* [Exercise aim]
Copy out every line in the listing below that contains the string "label". Case counts.

----- Data for the task

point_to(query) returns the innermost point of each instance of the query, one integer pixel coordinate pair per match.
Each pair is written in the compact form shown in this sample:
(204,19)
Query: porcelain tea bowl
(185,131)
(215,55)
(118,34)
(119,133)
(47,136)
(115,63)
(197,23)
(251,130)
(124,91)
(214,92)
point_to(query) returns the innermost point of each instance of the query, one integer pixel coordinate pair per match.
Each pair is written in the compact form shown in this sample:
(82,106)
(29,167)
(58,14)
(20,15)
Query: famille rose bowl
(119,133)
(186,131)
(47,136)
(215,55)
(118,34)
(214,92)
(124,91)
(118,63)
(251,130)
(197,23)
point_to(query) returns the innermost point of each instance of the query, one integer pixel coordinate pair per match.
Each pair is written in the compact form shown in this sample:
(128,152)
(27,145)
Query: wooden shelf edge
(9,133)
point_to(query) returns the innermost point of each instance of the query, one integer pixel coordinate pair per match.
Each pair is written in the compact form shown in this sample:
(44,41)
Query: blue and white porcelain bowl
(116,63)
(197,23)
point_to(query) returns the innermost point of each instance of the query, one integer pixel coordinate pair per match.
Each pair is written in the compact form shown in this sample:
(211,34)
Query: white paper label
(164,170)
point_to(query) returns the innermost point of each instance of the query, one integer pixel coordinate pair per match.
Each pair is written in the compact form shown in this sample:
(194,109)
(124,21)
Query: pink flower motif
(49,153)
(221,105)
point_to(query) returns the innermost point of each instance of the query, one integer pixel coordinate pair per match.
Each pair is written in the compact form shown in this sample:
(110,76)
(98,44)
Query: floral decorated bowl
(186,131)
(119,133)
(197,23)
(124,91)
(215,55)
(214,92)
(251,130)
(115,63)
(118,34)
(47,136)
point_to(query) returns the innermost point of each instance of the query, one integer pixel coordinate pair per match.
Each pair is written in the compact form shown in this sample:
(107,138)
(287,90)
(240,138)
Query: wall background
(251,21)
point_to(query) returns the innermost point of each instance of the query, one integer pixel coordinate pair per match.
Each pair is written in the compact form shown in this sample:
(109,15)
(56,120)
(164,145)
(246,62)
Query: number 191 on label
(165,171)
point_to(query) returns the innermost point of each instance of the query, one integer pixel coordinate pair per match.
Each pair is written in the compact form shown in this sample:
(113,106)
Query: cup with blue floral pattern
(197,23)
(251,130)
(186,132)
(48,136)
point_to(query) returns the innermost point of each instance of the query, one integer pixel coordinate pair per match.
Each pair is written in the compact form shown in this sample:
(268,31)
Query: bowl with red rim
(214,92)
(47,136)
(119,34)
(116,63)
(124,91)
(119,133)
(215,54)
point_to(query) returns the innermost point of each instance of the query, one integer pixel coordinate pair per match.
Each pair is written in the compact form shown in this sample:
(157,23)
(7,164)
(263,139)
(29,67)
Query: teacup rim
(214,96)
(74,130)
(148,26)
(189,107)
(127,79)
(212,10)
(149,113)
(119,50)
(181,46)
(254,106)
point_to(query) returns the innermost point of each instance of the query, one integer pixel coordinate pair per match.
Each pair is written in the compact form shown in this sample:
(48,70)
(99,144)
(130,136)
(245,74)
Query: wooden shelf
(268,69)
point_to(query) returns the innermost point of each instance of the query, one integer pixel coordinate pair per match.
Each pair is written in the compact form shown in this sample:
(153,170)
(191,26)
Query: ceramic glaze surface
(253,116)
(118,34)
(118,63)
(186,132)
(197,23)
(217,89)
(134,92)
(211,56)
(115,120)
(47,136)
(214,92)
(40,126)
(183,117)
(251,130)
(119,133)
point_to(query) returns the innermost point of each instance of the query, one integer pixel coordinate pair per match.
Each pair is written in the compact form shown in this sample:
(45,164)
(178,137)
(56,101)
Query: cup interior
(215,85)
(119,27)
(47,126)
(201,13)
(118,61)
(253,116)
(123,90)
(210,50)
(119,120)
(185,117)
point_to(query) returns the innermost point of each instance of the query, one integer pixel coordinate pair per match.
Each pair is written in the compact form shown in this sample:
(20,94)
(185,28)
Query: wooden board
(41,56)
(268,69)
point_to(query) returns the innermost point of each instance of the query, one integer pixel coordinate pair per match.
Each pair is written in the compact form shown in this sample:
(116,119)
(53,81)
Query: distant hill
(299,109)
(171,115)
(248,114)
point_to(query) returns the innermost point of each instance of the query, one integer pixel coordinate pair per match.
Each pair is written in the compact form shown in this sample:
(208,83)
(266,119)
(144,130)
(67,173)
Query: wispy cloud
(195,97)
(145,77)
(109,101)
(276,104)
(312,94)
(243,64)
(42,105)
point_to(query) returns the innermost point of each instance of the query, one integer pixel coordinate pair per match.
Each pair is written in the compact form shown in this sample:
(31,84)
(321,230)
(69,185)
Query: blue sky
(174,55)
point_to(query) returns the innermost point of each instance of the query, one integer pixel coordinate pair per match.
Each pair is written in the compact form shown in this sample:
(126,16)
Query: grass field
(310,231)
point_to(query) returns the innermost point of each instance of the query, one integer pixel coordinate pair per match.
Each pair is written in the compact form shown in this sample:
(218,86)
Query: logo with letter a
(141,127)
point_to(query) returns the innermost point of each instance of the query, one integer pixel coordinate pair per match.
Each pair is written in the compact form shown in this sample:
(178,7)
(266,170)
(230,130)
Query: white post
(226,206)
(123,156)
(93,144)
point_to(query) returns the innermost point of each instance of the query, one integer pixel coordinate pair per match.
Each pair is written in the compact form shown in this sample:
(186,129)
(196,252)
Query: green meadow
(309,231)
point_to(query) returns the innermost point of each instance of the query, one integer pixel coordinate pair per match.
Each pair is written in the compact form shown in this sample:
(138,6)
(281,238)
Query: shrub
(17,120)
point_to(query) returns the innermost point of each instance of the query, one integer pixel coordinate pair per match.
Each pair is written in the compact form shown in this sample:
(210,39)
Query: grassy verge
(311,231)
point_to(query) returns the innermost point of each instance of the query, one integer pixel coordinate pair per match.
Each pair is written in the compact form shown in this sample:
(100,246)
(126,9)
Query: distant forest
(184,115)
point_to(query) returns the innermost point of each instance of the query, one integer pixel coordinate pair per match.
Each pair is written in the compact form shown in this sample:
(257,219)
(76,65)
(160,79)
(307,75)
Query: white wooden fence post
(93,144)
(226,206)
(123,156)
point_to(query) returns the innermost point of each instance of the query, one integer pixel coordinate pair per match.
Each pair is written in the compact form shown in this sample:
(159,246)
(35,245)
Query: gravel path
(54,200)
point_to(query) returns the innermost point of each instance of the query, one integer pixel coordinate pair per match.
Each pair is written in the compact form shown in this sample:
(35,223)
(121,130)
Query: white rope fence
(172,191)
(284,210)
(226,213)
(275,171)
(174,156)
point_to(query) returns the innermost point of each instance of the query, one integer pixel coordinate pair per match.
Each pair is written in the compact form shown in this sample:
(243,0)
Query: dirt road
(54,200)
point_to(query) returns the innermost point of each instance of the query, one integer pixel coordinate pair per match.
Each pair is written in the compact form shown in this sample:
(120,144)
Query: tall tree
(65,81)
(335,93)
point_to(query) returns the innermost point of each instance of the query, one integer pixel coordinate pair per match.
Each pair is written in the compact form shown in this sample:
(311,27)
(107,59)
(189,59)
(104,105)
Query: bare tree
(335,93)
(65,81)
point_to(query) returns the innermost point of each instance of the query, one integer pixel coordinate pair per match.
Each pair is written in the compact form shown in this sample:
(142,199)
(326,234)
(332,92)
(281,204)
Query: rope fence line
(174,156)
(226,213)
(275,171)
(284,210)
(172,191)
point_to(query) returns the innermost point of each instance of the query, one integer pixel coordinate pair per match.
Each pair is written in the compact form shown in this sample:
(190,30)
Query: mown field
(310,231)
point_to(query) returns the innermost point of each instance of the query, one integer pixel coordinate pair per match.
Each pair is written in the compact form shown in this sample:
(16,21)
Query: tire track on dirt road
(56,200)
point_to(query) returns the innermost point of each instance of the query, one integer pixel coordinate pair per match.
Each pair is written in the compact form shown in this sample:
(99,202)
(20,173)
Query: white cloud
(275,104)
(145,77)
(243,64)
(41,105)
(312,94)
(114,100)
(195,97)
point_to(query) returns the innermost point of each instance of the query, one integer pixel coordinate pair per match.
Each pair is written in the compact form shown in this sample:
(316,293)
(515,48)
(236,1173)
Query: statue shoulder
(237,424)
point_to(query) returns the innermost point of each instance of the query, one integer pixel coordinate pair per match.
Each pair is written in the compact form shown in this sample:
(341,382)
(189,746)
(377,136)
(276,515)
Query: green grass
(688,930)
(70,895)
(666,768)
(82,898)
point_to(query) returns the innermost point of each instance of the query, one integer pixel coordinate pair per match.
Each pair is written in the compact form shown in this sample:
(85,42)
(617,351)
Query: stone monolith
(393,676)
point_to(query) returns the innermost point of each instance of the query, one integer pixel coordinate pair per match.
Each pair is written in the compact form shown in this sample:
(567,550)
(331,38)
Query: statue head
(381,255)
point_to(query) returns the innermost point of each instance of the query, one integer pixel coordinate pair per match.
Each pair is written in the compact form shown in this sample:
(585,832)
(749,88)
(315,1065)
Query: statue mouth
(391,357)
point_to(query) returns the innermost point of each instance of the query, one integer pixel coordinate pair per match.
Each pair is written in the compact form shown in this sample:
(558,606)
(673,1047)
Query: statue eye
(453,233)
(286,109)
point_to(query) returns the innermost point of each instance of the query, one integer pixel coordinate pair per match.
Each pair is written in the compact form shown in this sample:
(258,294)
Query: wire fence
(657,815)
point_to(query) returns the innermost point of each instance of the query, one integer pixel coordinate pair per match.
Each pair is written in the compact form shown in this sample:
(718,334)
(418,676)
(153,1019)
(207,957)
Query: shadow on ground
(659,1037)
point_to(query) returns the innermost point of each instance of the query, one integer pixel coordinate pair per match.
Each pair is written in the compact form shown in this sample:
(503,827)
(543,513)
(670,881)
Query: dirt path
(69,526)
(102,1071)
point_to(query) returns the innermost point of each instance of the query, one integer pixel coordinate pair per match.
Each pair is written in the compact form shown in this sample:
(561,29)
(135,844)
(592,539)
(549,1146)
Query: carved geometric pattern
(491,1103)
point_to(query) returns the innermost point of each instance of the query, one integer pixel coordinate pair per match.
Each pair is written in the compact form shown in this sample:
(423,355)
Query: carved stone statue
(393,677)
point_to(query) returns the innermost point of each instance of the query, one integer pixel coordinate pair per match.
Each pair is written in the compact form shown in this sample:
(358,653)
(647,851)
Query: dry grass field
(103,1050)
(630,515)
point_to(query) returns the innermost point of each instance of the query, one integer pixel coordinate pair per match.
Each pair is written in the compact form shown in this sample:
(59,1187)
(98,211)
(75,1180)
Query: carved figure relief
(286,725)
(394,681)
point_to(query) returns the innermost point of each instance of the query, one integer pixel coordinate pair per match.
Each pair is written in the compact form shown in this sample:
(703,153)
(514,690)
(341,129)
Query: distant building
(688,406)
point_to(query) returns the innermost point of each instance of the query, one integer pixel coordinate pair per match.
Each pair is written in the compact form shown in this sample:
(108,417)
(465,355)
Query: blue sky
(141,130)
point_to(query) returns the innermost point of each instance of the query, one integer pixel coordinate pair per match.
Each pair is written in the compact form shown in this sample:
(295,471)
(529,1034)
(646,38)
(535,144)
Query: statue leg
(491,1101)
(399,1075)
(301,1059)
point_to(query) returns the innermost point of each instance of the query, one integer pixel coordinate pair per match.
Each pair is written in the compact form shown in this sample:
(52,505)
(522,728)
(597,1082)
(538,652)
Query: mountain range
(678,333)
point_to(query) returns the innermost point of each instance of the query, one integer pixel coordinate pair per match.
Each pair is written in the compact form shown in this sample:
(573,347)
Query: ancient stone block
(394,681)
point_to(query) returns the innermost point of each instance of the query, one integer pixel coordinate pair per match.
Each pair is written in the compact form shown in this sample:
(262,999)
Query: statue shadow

----------

* [The reply]
Query: white paper label
Query: number 191 on label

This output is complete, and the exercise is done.